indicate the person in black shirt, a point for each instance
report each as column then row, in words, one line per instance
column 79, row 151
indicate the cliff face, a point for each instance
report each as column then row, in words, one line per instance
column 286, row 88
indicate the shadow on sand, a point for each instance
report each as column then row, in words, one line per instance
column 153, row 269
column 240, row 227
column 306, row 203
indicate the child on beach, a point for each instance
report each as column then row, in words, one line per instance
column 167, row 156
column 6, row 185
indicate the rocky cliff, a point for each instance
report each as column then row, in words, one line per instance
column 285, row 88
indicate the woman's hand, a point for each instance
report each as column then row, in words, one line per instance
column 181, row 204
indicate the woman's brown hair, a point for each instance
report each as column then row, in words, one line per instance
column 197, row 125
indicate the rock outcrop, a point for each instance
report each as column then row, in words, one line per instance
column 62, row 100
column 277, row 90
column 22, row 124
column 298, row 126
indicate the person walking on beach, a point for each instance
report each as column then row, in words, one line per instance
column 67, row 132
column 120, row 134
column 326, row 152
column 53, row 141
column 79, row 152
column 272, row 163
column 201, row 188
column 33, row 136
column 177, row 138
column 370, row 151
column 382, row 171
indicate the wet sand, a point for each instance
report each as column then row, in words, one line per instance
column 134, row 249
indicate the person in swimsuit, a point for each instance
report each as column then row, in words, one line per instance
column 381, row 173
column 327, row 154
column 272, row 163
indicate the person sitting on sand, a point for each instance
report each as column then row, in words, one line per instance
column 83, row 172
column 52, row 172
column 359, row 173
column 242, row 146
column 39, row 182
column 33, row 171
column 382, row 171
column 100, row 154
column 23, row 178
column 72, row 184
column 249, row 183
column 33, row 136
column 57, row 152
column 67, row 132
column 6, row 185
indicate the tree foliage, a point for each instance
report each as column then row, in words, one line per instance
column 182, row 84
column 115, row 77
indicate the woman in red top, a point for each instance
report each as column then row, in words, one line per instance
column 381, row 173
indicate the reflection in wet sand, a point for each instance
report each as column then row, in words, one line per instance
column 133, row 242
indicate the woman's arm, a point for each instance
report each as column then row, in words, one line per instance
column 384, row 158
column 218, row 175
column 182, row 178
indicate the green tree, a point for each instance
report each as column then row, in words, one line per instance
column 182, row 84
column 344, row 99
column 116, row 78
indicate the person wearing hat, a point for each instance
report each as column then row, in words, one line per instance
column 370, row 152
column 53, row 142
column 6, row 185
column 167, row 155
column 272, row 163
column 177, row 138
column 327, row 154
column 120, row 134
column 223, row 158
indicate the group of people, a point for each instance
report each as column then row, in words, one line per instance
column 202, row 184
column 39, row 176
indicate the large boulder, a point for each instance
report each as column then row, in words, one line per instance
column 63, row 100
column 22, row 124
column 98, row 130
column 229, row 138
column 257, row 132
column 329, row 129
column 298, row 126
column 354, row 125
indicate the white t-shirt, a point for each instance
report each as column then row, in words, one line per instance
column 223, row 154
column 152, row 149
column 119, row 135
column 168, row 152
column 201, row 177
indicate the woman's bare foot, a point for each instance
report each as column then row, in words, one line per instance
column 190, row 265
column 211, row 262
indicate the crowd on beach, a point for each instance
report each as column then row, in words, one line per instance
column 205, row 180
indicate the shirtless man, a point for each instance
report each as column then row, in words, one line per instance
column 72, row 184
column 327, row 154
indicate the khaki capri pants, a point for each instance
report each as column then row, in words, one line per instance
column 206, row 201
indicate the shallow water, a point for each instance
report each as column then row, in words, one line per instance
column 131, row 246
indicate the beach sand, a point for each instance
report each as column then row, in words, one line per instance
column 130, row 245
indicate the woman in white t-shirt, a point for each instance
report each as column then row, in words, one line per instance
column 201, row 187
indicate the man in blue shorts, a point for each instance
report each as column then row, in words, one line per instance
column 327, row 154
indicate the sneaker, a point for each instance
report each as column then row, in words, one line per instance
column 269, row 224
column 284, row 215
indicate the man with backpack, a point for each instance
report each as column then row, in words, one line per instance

--

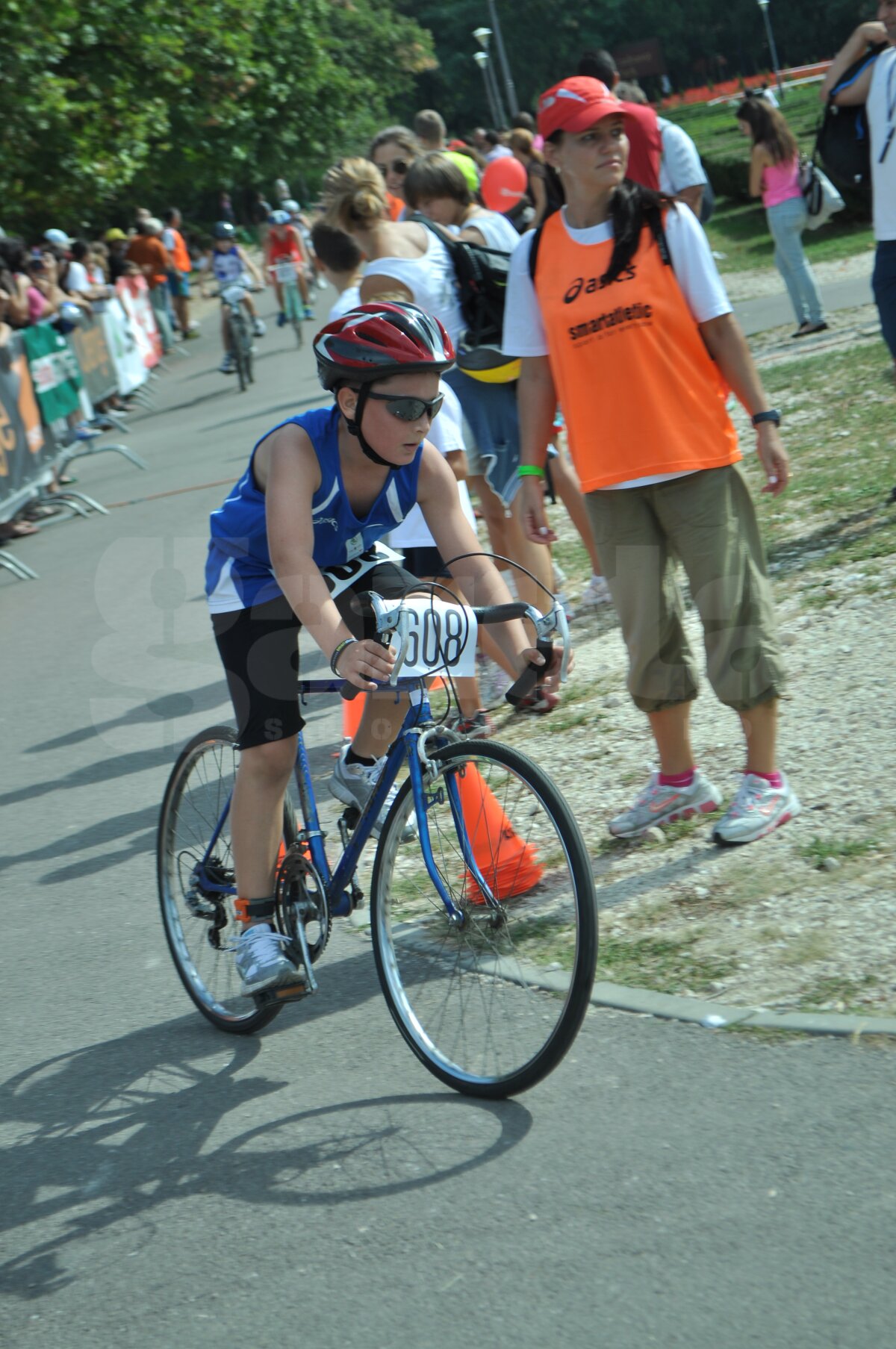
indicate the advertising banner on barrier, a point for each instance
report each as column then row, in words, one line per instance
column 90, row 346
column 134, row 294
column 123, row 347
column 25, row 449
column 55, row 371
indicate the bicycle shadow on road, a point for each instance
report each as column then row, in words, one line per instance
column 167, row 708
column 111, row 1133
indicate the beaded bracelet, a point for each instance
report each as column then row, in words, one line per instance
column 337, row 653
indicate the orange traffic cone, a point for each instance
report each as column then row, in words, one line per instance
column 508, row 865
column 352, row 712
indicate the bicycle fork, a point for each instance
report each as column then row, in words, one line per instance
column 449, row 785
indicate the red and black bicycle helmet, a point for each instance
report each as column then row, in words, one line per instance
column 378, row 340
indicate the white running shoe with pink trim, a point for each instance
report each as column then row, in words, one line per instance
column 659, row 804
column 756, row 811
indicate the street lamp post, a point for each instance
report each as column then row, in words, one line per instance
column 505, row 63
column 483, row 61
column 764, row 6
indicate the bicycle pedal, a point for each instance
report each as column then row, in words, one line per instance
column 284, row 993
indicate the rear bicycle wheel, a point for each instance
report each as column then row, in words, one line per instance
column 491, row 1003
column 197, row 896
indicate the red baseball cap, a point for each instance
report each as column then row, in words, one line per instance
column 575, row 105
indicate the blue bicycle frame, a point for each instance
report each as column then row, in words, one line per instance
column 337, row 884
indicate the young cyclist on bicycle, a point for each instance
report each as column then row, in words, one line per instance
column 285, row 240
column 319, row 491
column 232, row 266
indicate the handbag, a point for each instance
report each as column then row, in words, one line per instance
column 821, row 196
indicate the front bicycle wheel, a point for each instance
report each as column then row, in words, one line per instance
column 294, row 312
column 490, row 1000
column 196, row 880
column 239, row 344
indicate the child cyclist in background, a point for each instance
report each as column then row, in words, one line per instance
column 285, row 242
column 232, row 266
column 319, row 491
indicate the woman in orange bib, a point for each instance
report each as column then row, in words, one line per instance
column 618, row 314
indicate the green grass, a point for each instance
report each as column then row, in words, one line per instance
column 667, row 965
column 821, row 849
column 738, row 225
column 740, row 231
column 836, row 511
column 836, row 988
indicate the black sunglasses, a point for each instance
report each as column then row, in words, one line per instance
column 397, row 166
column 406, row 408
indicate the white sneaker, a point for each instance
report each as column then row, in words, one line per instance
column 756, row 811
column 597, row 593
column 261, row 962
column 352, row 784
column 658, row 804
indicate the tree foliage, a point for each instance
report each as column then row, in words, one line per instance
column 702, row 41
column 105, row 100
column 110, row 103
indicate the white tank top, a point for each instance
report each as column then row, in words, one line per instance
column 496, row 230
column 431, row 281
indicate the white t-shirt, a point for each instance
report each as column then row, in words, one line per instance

...

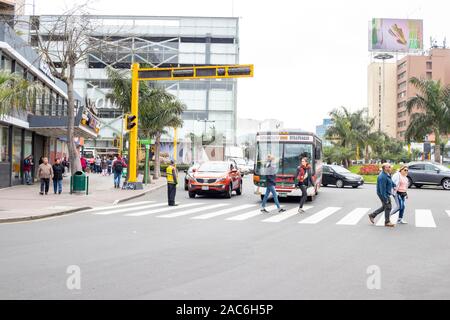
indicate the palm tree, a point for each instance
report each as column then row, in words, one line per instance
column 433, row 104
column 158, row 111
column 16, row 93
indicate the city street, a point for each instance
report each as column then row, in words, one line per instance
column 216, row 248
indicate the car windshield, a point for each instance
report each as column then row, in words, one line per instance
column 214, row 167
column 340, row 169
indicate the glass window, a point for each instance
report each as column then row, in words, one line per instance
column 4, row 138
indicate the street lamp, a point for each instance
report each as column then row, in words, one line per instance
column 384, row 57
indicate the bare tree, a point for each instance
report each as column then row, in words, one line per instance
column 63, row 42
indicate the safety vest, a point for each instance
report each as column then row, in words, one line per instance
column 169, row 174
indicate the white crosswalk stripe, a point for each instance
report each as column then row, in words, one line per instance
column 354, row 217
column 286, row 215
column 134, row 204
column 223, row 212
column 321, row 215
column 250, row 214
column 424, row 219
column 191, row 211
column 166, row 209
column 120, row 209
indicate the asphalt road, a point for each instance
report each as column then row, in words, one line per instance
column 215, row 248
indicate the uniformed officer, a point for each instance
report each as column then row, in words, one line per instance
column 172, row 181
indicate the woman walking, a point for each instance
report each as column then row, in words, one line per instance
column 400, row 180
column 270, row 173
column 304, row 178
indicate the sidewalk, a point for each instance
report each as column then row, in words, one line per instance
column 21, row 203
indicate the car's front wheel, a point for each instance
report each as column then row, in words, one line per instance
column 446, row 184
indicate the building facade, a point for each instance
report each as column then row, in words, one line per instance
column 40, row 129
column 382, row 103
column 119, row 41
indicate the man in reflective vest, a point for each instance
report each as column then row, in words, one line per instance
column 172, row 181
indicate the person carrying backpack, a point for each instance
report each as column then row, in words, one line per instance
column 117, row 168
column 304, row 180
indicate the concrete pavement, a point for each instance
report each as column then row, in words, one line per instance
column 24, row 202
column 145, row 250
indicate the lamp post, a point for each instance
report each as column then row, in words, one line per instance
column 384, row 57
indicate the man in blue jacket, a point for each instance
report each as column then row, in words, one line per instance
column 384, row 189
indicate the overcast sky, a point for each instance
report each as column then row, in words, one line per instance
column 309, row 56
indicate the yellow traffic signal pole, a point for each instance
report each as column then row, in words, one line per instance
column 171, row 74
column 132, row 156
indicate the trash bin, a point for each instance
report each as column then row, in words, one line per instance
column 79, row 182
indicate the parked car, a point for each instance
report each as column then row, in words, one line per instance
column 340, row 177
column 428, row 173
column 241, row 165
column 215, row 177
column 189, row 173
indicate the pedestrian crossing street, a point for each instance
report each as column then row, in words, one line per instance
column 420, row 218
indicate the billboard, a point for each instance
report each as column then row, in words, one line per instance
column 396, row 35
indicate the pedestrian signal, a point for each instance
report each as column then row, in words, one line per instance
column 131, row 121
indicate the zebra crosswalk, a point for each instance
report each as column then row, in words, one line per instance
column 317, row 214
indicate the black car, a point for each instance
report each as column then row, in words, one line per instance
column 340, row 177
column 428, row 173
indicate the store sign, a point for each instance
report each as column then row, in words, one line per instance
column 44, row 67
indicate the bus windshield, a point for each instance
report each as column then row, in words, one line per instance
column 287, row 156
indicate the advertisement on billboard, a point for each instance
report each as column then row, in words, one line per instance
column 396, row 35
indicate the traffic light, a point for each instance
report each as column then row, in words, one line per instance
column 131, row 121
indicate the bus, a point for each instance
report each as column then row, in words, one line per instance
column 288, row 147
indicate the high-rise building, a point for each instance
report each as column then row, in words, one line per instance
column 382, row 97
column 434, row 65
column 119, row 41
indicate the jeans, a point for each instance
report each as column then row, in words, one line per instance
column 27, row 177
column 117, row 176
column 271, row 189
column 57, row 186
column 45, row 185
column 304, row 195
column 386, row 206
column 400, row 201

WHAT IS NEEDED
Please reproduce the lines from the line with "indicate the woman's hand, a" to the line with "indicate the person sitting", both ends included, exactly as they appear above.

ANSWER BOX
indicate the woman's hand, a point for each instance
report each as column then row, in words, one line per instance
column 181, row 204
indicate the woman's brown hair, a point for each instance
report each as column then row, in words, one line per instance
column 197, row 125
indicate the rock outcrop, a point for each instance
report each as column then row, in words, one line per instance
column 62, row 100
column 277, row 90
column 22, row 124
column 298, row 126
indicate the person walking on beach, a point for each instance
report each as column then row, in words, one line per instance
column 67, row 132
column 120, row 134
column 326, row 152
column 53, row 141
column 79, row 152
column 272, row 163
column 201, row 188
column 33, row 136
column 177, row 138
column 370, row 151
column 382, row 171
indicate the wet sand, a point for each instance
report each as column then row, in words, one line per instance
column 134, row 249
indicate the person in swimsuit, a point for each instance
report each as column then row, in words, one line per instance
column 381, row 173
column 327, row 154
column 272, row 163
indicate the person sitting on sand, a point for each instance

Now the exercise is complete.